* _INPUT MATERIAL_
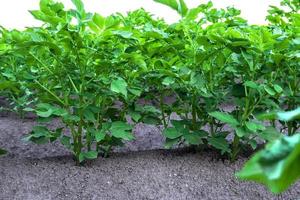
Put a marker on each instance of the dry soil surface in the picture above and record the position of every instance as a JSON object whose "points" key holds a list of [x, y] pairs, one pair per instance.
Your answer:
{"points": [[136, 171]]}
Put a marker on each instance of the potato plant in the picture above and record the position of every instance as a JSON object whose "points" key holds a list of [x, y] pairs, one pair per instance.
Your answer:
{"points": [[96, 74], [277, 165]]}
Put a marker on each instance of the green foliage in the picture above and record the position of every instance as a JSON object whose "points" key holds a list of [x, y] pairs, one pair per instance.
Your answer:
{"points": [[277, 166], [94, 73]]}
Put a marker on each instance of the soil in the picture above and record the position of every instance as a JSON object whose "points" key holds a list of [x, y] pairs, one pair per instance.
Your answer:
{"points": [[140, 170]]}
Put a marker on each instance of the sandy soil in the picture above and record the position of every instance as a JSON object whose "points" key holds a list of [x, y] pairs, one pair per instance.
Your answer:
{"points": [[32, 172]]}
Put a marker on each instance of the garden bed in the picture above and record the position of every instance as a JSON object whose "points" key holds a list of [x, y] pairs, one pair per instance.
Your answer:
{"points": [[136, 171]]}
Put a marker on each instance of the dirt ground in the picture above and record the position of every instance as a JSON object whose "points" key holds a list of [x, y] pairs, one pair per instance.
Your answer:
{"points": [[138, 171]]}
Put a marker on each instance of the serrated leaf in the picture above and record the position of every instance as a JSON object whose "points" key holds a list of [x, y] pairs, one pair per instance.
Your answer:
{"points": [[254, 126], [278, 89], [277, 166], [99, 135], [193, 138], [224, 117], [170, 142], [290, 115], [119, 86], [2, 152]]}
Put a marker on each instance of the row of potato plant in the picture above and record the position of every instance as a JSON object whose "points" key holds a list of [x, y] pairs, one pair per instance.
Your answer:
{"points": [[212, 69]]}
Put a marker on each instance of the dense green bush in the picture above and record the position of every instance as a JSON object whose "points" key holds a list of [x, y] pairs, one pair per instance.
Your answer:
{"points": [[91, 71]]}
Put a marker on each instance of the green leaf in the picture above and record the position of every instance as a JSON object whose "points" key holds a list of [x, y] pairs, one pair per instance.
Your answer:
{"points": [[168, 81], [89, 115], [135, 116], [193, 138], [224, 117], [290, 115], [171, 133], [66, 141], [79, 6], [269, 90], [181, 8], [99, 20], [254, 126], [124, 34], [99, 135], [119, 86], [251, 84], [219, 143], [241, 132], [277, 166]]}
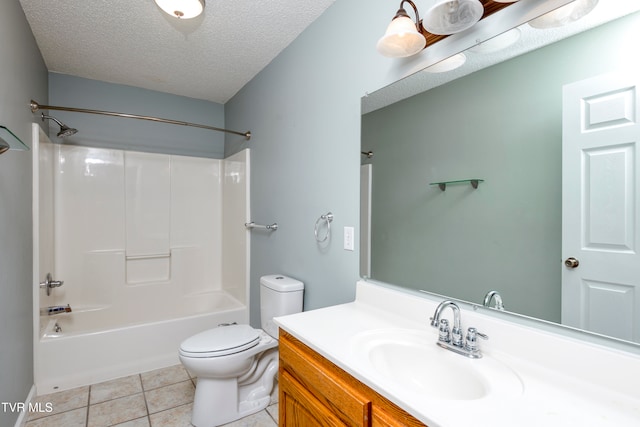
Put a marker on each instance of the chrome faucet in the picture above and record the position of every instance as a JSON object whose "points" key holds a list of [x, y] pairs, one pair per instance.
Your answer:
{"points": [[452, 339], [49, 283], [55, 309], [455, 335], [495, 296]]}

* _EXERCISE INSTRUCTIONS_
Print the lines from the one that contains "Put a marker on each instance of the green leaf" through the last line of the data, exactly and in full, and no other lines. Pictures are not part of the copy.

* _RESULT_
Put a marker on each instance of the green leaf in the picture above and record the position of every instance as a JSON object whose "points" key holds a list of [x, y] pairs, one pair per instance.
Your answer:
{"points": [[168, 81], [89, 115], [135, 116], [193, 138], [224, 117], [290, 115], [171, 133], [66, 141], [79, 6], [269, 90], [181, 8], [99, 20], [254, 126], [124, 34], [99, 135], [119, 86], [251, 84], [219, 143], [241, 132], [277, 166]]}
Put a marker on each instance of the chrome faucet in the picture above and record the position of every instance as a JSON object whose "points" key holds a list of [x, y] pairs, one pair per instance.
Your answer:
{"points": [[452, 339], [49, 283], [55, 309], [455, 335], [495, 296]]}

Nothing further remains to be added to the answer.